**Position annotation records:**

- - -

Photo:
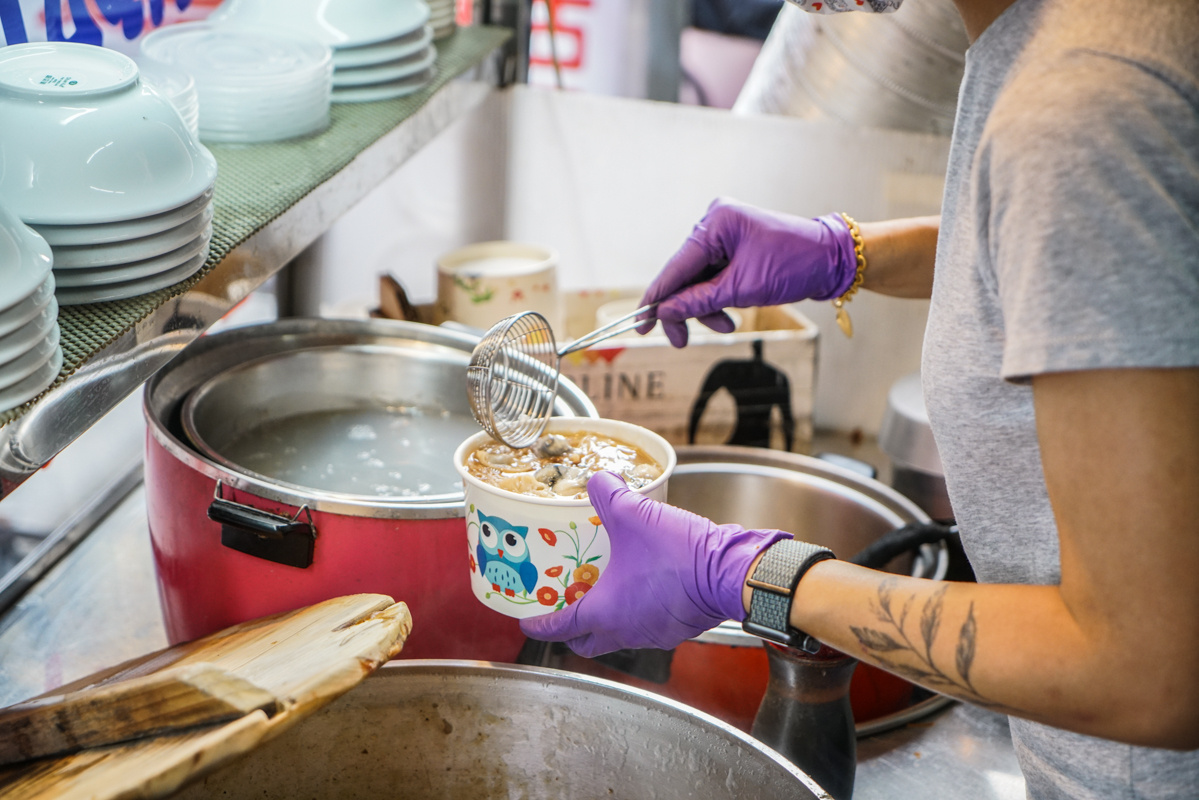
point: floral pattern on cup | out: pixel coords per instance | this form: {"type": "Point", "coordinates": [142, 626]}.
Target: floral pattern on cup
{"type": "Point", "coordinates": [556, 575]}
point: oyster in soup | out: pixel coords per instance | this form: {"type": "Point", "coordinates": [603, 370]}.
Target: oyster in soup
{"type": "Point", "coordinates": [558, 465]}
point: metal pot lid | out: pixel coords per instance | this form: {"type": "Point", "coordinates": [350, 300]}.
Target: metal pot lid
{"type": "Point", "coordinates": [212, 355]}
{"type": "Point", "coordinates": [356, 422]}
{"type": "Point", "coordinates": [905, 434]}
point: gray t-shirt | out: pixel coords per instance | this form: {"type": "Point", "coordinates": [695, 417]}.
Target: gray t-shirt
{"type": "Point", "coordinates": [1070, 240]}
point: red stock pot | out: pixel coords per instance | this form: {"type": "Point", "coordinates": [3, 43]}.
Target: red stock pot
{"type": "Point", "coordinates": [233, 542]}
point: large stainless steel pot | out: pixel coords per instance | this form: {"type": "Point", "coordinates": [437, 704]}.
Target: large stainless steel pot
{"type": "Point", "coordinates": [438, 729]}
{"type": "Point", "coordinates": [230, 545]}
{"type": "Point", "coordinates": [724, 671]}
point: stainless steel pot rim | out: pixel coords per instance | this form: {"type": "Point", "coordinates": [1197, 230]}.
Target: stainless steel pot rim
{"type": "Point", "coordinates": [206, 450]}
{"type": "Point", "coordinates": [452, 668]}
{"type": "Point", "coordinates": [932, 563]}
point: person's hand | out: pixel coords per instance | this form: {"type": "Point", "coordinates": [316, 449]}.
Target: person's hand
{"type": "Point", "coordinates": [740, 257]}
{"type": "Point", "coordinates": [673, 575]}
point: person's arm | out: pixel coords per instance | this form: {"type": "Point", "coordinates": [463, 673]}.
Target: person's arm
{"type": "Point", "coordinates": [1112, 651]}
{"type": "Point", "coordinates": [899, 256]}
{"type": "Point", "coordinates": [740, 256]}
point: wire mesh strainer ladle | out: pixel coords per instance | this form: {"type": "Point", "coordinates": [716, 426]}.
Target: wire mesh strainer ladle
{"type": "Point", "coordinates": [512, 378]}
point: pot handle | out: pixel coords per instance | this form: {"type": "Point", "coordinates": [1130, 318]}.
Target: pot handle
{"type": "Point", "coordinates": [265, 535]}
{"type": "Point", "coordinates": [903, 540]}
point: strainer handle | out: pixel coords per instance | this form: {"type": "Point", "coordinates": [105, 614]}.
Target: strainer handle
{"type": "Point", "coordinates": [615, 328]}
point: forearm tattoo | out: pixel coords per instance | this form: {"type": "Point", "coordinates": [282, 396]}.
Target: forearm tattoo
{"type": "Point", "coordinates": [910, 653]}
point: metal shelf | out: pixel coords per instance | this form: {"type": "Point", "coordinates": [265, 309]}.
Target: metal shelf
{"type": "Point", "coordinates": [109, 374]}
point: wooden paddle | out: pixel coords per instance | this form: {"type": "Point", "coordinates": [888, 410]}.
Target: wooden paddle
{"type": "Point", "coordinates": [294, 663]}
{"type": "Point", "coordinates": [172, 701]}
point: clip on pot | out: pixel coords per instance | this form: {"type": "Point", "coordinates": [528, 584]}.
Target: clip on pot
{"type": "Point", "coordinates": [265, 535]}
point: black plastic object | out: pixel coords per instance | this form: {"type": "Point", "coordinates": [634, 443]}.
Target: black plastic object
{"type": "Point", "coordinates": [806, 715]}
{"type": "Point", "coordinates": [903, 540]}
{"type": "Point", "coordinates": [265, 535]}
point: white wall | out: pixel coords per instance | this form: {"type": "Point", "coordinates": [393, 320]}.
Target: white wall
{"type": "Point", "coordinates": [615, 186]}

- - -

**WHAT YOU SHOULD DO:** Reproduce the entries above without change, omitting all pictures.

**COMPLETE OUTPUT:**
Photo:
point: floral pattern on cup | out: pixel coords per instance | this form: {"type": "Point", "coordinates": [142, 626]}.
Target: floral pattern on cup
{"type": "Point", "coordinates": [556, 575]}
point: oyster in soup | out: pixel coords per instance | this form: {"type": "Point", "coordinates": [603, 370]}.
Target: oyster in soup
{"type": "Point", "coordinates": [558, 465]}
point: metal pot lid | out: pixel coords per instance | this form: {"type": "Point", "coordinates": [350, 300]}.
Target: metal pot lid
{"type": "Point", "coordinates": [212, 355]}
{"type": "Point", "coordinates": [356, 422]}
{"type": "Point", "coordinates": [905, 434]}
point: gray t-shirt | out: pixel coords per instance | this form: {"type": "Point", "coordinates": [695, 417]}.
Target: gray t-shirt
{"type": "Point", "coordinates": [1070, 240]}
point: red stock pot | out: pixel coords per instance | this form: {"type": "Point", "coordinates": [3, 43]}.
Target: red stock pot
{"type": "Point", "coordinates": [233, 542]}
point: large stainless steel pot | out: pixel coords per instance | this form: {"type": "Point", "coordinates": [437, 704]}.
Target: large stainless steel pot
{"type": "Point", "coordinates": [438, 729]}
{"type": "Point", "coordinates": [230, 545]}
{"type": "Point", "coordinates": [724, 671]}
point: stainless steel pot rim | out: pixel coords per instance | this form: {"type": "Point", "coordinates": [1197, 230]}.
Target: stainless steel pot rim
{"type": "Point", "coordinates": [206, 450]}
{"type": "Point", "coordinates": [452, 668]}
{"type": "Point", "coordinates": [932, 563]}
point: person's hand | out: pixel coords per instance | this form: {"type": "Point", "coordinates": [316, 449]}.
Target: person's hand
{"type": "Point", "coordinates": [740, 257]}
{"type": "Point", "coordinates": [673, 575]}
point: person's arm | out: pixel coords per instance | this form: {"type": "Point", "coordinates": [463, 673]}.
Target: person's arm
{"type": "Point", "coordinates": [1112, 651]}
{"type": "Point", "coordinates": [899, 256]}
{"type": "Point", "coordinates": [740, 256]}
point: wire mesh strainer ladle | out: pixel coords per instance | this form: {"type": "Point", "coordinates": [716, 426]}.
Target: wire mesh strainer ladle
{"type": "Point", "coordinates": [512, 378]}
point: pot handle | out: pixel coords per instance | this form: {"type": "Point", "coordinates": [1130, 318]}.
Target: pot handle
{"type": "Point", "coordinates": [265, 535]}
{"type": "Point", "coordinates": [903, 540]}
point: strainer handle | out: pixel coords per instance | this form: {"type": "Point", "coordinates": [105, 614]}.
Target: strainer handle
{"type": "Point", "coordinates": [615, 328]}
point: forearm tattoo | out: pixel coords per instance | this form: {"type": "Point", "coordinates": [282, 396]}.
Target: forearm tattoo
{"type": "Point", "coordinates": [910, 653]}
point: metal shelf | out: pixel coords per instance | this form: {"type": "Point", "coordinates": [265, 309]}.
Target: metal shelf
{"type": "Point", "coordinates": [109, 374]}
point: wooden paddle | out: pixel coords per instance | this form: {"type": "Point", "coordinates": [888, 410]}.
Target: wooden paddle
{"type": "Point", "coordinates": [294, 663]}
{"type": "Point", "coordinates": [172, 701]}
point: clip on pot | out: pixel coords per instance | this form: {"type": "Point", "coordinates": [528, 584]}.
Target: clip on pot
{"type": "Point", "coordinates": [265, 535]}
point: black plastic object | out: pixel coords per instance | this form: {"type": "Point", "coordinates": [634, 443]}.
Target: black plastic object
{"type": "Point", "coordinates": [806, 715]}
{"type": "Point", "coordinates": [903, 540]}
{"type": "Point", "coordinates": [265, 535]}
point: white wall | out: pixel coords per instance | this form: {"type": "Point", "coordinates": [393, 320]}.
Target: white wall
{"type": "Point", "coordinates": [615, 186]}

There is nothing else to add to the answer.